YOUR OBJECTIVE. Filter out every line below that lacks "question", and copy the rest.

Stored data.
###

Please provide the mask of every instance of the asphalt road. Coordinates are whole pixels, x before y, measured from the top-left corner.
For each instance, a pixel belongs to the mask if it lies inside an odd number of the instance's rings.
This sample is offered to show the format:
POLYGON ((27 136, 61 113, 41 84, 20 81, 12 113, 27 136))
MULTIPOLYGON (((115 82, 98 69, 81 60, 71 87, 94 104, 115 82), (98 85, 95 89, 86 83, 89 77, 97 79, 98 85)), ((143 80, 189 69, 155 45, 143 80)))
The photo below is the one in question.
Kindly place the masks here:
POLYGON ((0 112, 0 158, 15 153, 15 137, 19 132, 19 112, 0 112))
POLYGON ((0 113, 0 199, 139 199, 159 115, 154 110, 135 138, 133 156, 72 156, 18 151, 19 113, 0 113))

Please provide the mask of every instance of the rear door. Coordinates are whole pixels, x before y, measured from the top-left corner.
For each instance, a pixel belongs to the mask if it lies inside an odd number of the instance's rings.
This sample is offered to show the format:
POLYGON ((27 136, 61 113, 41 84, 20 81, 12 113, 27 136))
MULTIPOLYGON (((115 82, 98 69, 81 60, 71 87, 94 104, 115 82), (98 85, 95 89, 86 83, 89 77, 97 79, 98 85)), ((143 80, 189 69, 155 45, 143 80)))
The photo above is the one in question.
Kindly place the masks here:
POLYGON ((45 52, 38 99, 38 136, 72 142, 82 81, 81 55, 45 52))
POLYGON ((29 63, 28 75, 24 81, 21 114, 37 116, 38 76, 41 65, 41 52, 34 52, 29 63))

###

EXPECTED ANSWER.
The photo below is the one in question.
The photo above is the one in question.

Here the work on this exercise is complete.